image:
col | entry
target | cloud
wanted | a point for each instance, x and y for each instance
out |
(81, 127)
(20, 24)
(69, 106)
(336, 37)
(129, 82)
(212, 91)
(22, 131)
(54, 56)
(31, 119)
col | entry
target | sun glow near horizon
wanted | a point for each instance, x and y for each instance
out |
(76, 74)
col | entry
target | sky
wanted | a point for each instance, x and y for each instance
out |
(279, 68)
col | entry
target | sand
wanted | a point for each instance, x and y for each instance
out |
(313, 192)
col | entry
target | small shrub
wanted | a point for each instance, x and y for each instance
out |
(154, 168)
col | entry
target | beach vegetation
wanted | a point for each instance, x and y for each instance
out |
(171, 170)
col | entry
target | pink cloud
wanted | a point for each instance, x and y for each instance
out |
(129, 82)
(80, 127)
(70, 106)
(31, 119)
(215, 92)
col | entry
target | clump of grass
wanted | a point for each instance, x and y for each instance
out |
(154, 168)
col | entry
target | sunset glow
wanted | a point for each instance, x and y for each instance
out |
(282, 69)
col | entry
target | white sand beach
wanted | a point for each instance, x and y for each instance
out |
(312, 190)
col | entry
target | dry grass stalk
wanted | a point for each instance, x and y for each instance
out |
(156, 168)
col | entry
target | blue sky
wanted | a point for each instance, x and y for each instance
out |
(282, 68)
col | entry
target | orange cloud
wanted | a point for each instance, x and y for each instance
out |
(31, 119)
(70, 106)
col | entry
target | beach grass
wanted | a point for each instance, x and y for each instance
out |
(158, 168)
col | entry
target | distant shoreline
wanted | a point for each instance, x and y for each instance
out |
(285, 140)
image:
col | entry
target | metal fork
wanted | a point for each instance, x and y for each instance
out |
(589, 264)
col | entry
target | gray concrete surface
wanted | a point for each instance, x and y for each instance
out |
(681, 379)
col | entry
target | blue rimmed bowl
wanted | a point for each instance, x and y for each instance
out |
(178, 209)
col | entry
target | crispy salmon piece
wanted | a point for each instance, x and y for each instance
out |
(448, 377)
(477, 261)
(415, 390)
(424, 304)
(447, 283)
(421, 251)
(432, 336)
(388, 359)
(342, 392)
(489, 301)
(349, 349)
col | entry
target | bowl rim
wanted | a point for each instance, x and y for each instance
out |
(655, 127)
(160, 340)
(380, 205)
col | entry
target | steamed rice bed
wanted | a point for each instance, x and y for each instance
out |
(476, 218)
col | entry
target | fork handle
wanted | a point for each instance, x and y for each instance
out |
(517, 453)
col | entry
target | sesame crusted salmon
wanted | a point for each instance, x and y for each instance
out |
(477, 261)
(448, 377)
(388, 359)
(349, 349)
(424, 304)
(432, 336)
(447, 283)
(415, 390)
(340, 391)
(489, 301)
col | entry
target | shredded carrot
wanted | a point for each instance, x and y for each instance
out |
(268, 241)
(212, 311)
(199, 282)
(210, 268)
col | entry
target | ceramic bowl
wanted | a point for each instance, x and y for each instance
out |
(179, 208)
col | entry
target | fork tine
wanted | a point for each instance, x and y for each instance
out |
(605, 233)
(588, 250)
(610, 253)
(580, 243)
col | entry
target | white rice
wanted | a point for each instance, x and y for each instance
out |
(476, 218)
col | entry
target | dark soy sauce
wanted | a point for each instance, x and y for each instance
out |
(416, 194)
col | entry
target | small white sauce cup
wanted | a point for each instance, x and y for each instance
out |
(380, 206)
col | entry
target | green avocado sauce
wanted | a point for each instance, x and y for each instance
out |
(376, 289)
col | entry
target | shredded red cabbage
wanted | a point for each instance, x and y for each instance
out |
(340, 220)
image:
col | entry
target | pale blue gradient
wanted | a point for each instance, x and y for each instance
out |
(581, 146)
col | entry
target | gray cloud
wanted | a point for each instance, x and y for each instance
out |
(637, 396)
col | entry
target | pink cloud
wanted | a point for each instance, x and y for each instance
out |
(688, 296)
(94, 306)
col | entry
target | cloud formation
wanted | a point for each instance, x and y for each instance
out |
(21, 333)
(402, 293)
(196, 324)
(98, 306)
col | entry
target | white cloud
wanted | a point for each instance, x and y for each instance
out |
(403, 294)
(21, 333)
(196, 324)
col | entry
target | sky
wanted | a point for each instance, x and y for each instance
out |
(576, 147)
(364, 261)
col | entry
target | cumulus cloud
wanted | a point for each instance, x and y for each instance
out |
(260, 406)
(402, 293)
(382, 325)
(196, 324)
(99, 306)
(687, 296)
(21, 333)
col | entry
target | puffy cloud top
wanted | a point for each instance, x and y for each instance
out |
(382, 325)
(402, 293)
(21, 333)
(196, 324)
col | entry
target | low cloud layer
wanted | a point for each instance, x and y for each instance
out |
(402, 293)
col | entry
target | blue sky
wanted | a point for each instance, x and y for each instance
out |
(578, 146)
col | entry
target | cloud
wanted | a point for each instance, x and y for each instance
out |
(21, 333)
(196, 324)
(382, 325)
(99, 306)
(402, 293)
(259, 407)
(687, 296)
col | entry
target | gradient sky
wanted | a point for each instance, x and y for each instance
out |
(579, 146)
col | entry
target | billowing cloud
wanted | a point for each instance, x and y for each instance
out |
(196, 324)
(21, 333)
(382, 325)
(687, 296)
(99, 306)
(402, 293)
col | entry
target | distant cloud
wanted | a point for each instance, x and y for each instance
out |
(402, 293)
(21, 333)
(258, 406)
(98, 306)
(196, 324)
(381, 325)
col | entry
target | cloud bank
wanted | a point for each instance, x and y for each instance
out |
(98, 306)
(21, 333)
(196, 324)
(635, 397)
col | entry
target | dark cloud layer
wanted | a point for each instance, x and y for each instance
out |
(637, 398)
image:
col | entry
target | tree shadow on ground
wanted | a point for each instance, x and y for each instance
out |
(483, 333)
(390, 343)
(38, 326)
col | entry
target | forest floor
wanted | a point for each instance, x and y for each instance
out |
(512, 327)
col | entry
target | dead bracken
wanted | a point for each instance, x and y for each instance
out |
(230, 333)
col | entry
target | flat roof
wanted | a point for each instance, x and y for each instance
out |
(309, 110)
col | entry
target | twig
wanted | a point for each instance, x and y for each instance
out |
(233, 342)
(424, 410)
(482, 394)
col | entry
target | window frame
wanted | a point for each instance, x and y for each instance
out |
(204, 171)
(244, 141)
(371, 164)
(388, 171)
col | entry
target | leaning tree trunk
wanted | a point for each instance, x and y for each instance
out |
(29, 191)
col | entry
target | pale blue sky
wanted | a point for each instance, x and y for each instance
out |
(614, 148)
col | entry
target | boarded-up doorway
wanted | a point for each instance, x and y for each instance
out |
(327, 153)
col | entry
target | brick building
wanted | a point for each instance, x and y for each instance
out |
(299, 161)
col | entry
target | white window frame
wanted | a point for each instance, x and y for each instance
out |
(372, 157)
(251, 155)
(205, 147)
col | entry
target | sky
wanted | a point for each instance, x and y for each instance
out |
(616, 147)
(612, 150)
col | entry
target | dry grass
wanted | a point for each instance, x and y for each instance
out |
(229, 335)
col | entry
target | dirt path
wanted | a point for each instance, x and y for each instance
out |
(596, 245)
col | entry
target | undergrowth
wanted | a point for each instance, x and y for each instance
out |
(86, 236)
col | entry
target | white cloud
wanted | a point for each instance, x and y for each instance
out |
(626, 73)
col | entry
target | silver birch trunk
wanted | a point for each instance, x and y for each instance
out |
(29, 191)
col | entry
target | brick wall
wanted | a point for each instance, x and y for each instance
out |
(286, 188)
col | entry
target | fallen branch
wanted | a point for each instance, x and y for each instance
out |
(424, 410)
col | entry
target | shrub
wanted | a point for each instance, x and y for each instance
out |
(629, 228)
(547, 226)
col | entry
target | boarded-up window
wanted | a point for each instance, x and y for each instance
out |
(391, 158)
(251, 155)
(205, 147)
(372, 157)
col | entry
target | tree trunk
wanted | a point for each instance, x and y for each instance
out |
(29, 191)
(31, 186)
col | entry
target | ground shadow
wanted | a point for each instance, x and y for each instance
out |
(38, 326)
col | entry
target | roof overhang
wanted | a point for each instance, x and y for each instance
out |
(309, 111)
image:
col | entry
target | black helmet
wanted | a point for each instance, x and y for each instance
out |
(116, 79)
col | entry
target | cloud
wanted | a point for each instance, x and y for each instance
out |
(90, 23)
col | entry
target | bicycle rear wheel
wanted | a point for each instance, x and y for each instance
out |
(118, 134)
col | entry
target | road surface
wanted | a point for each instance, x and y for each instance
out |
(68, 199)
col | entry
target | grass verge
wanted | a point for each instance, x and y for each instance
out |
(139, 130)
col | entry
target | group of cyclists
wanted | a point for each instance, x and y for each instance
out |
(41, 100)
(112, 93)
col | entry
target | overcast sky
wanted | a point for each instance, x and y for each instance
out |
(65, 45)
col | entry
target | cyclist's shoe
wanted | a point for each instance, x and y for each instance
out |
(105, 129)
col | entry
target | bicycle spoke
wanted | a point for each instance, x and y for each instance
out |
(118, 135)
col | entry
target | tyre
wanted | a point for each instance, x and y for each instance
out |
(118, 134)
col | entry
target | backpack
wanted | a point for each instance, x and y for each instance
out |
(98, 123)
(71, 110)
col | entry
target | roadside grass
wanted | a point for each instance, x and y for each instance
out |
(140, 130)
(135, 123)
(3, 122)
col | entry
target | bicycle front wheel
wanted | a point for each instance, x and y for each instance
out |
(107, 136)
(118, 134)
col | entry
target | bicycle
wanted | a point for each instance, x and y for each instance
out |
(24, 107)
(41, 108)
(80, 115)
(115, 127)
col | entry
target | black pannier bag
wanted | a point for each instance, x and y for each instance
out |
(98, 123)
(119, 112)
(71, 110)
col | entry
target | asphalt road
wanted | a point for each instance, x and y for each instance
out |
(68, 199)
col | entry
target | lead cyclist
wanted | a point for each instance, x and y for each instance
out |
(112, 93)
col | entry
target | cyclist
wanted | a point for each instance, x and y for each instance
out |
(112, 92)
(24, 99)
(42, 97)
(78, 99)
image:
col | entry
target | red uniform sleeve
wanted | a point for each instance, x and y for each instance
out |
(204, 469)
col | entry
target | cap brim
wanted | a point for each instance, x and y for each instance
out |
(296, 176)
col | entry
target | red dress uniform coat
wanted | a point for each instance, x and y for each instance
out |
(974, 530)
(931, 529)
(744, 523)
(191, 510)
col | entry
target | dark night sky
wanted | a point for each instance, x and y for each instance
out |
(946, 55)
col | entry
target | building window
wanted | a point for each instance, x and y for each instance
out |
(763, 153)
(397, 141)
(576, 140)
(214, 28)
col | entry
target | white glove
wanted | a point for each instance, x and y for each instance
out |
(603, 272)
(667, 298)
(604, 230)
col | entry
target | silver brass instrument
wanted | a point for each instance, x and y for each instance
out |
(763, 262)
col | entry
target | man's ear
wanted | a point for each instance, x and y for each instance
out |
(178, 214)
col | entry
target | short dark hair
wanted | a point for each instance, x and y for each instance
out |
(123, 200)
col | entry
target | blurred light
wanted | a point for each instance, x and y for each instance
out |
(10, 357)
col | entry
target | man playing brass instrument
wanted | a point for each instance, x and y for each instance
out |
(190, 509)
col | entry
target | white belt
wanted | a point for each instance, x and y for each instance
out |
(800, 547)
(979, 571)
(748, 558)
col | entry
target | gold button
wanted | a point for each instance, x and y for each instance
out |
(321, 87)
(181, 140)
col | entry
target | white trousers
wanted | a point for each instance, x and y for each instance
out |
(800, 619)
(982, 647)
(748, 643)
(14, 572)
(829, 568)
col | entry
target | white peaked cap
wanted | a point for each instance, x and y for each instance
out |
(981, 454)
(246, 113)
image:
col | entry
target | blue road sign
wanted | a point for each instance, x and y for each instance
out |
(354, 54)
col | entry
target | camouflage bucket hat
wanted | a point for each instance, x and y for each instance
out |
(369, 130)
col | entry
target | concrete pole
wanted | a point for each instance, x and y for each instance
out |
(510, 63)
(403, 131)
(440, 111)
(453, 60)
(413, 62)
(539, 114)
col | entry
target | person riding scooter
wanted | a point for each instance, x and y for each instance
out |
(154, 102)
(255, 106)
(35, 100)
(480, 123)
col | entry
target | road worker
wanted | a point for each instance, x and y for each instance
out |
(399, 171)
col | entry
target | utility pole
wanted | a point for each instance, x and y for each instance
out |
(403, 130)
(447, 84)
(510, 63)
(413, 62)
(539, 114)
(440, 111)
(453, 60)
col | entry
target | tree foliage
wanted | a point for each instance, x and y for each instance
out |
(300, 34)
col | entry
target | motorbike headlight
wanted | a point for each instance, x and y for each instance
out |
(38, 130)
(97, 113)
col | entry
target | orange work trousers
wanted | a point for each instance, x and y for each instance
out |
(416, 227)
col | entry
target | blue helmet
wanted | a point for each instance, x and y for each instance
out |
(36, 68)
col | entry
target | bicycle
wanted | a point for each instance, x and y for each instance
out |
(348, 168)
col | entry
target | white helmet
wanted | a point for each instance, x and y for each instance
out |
◆ ◆ ◆
__What you need to do__. Wherever "fork" appears in a line of the entries, copy that line.

__Written response__.
target | metal fork
target | fork handle
target | fork tine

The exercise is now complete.